WHAT YOU HAVE TO DO: Each line from the one containing "If you could pick out the roof shingle" through the final line of the records is to be repeated exactly, with no additions.

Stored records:
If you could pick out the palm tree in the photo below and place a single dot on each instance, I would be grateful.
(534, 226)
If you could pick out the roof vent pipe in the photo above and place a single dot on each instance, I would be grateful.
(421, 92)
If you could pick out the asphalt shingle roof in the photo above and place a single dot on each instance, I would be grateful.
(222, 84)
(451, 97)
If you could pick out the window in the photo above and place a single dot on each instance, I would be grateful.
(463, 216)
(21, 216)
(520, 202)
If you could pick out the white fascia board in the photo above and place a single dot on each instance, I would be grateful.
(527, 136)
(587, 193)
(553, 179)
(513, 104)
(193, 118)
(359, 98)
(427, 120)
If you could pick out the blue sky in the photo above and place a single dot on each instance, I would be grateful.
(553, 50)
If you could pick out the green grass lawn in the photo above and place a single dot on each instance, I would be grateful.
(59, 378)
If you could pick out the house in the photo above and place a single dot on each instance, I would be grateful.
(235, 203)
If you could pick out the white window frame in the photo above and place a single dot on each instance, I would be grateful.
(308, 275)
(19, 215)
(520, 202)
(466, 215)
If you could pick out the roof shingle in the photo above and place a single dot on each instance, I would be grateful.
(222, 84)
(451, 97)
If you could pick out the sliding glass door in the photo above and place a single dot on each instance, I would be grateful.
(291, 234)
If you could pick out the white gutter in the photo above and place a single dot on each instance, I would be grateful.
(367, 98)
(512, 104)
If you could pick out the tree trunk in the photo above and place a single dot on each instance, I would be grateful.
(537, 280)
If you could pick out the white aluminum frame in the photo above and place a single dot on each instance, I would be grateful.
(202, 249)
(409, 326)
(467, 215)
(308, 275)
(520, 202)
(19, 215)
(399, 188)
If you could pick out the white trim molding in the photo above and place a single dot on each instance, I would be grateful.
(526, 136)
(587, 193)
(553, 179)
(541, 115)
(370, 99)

EXERCISE OUTPUT:
If you could pick out the roof shingle in the photo above and place a single dot on each instance, I would be grateful.
(222, 84)
(451, 97)
If you could pick out the sliding glass door in the photo above and place a single dot on each instance, I would be grateful.
(291, 234)
If you could pick out the white gutter in the photo above and place a single dot on each instance, I would be grateful.
(367, 98)
(512, 104)
If you could pick out the tree trunk in the photo above and place a single dot on each instance, I would be grateful.
(537, 280)
If you could pick out the white aluminum frame in the photo above and place a single dot on each instance, I would be grateful.
(202, 249)
(409, 326)
(467, 215)
(308, 275)
(520, 202)
(19, 215)
(399, 188)
If you could pick out the white trim molding in the photo above and place a single dot on each instance, I would be grateful.
(526, 136)
(587, 193)
(553, 179)
(541, 115)
(370, 99)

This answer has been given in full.